The passport is a live record of adjustments agreed between a disabled worker and their manager to support them at work.

It is for workers to keep and share with anyone they think needs to know about the barriers that they face within or outside the workplace, and the adjustments needed to prevent or reduce the effect of those barriers in their work environment.

Barriers can include both attitudes and environmental factors. People who may need adjustments include both those with visible impairments (such as wheelchair users) and those with non-visible or ‘hidden’ conditions or impairments (such as people with a mental health condition).

The passport’s purpose is to:

  • make sure that everyone is clear about what adjustments have been agreed and has a record of these
  • reduce the need to reassess and renegotiate adjustments every time a worker changes jobs, is relocated or is assigned a new manager
  • provide a worker and manager with the basis for future conversations about adjustments.

Control of the passport

The passports should only be shared with the incoming line manager once the written permission of the worker has been given. Although the worker has control of the information and who it is shared with, it is usual practice for the manager to have a signed copy as well, and sometimes the organisation’s HR or personnel team.

The passports and agreed reasonable adjustments should be reviewed six months after the adjustments have initially been put in place for two reasons: to ensure they remain effective in removing any identified workplace barriers; and where they are found no longer to meet that requirement, to allow a timely conversation to take place to identify adjustments that will address the issues faced by the worker.

Further reviews will be at the worker’s request, and/or when there is any change to a worker’s job that might create additional barriers. A check in these circumstances can ensure the adjustments are still appropriate and effective.

Changes to the type of reasonable adjustments that need to be considered are not uncommon. They can change for a number of reasons, including technological advances that may mean there are better ways to overcome workplace barriers, changes to a worker’s job or changes to an individuals’ condition.

[Source records]
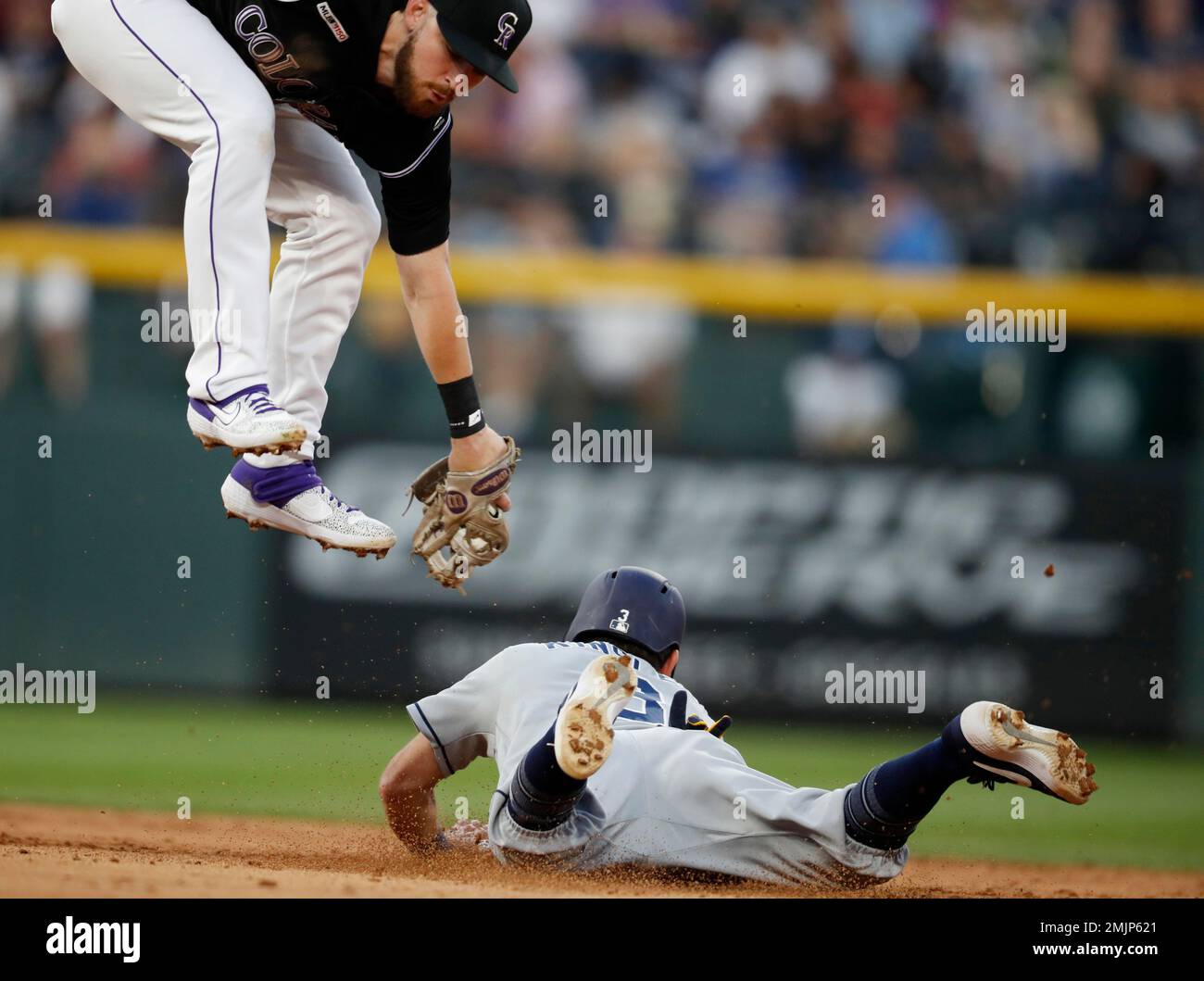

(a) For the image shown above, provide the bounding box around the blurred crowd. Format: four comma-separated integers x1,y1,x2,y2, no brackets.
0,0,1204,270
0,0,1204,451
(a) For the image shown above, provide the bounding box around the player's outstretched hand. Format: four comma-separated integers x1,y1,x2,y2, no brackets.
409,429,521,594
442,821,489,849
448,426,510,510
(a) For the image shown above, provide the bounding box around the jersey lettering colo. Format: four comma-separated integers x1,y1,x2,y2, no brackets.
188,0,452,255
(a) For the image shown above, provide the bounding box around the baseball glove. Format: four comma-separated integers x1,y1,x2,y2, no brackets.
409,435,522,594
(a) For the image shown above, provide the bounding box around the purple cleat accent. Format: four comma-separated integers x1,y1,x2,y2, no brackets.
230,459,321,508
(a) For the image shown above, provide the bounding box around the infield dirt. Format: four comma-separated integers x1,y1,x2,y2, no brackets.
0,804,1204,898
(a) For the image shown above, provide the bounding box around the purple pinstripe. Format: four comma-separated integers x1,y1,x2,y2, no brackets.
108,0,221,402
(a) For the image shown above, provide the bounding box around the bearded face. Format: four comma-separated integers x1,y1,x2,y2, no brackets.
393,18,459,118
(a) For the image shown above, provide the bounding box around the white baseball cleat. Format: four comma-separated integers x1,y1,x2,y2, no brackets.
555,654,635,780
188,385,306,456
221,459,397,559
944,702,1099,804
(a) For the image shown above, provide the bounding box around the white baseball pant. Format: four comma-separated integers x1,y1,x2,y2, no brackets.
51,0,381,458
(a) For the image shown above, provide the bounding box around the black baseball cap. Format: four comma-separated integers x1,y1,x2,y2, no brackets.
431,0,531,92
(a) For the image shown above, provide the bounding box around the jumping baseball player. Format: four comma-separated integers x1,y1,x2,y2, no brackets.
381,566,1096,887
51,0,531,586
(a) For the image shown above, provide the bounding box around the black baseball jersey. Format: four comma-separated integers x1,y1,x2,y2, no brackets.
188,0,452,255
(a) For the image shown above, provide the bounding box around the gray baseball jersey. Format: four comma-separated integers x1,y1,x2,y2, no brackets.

--

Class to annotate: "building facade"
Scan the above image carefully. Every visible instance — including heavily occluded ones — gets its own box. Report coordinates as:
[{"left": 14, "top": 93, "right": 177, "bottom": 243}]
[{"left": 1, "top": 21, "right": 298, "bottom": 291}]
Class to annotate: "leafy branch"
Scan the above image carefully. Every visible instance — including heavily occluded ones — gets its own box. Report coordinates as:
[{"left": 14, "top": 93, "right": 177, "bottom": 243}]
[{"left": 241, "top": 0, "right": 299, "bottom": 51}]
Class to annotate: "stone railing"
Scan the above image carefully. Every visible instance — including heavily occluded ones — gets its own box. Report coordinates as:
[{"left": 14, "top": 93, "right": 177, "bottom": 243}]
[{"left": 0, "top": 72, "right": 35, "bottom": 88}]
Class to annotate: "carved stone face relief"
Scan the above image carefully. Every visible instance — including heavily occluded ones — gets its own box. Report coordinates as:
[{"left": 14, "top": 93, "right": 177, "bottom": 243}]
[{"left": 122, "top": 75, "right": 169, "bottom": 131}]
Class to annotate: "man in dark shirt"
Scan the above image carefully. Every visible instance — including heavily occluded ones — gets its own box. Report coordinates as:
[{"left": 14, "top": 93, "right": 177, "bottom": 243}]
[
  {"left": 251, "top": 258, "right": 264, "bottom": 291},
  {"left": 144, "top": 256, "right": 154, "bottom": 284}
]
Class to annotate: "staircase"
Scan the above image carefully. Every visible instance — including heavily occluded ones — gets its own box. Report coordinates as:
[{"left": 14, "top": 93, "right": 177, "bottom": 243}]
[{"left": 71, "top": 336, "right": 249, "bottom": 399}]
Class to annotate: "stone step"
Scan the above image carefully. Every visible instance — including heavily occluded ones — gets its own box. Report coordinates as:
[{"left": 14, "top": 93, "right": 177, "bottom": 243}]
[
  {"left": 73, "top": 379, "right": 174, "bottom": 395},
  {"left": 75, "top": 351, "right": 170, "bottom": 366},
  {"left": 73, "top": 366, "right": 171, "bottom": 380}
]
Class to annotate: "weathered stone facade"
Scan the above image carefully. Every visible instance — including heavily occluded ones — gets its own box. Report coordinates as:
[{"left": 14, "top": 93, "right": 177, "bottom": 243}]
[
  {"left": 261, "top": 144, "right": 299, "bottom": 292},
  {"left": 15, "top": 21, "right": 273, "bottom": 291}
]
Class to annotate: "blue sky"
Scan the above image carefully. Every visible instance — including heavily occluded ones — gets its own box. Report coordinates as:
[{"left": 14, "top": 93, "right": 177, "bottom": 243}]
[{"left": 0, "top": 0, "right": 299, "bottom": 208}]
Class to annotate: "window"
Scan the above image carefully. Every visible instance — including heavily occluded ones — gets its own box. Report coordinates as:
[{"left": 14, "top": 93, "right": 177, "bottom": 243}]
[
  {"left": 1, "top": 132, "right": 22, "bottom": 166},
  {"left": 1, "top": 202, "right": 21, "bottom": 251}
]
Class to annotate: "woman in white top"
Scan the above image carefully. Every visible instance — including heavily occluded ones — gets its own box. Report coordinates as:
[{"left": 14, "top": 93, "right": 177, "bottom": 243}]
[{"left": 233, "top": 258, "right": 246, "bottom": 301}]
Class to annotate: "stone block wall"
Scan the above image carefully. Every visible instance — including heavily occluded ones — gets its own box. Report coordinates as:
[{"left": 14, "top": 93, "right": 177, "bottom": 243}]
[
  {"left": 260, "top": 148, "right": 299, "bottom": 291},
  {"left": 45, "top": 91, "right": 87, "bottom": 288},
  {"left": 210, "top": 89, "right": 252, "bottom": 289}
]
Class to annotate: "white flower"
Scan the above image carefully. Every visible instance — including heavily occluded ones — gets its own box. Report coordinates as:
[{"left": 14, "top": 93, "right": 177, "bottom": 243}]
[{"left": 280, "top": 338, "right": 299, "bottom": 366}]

▶ WRITTEN TASK 1
Transcribe the passage on the adjustments passport, starting with "The passport is" and going on through "mental health condition).".
▶ WRITTEN TASK 2
Using the passage on the adjustments passport, decide whether each statement agrees with it, answering yes or no and quoting the words that settle it.
(a) The passport and agreed adjustments should be reviewed six months after the adjustments are first put in place.
(b) The manager controls the information in the passport and who it is shared with.
(c) Barriers can include attitudes.
▶ WRITTEN TASK 3
Answer these questions from the passage on the adjustments passport.
(a) Whose written permission must be given before the passport is shared with the incoming line manager?
(b) What example of a visible impairment is given?
(c) What example of a non-visible or hidden condition is given?

▶ RESPONSE 1
The passport is a live record of adjustments agreed between a disabled worker and their manager to support them at work.

It is for workers to keep and share with anyone they think needs to know about the barriers that they face within or outside the workplace, and the adjustments needed to prevent or reduce the effect of those barriers in their work environment.

Barriers can include both attitudes and environmental factors. People who may need adjustments include both those with visible impairments (such as wheelchair users) and those with non-visible or ‘hidden’ conditions or impairments (such as people with a mental health condition).

▶ RESPONSE 2
(a) Yes: "The passports and agreed reasonable adjustments should be reviewed six months after the adjustments have initially been put in place"
(b) No: "the worker has control of the information and who it is shared with"
(c) Yes: "Barriers can include both attitudes and environmental factors."

▶ RESPONSE 3
(a) The worker's.
(b) Wheelchair users.
(c) People with a mental health condition.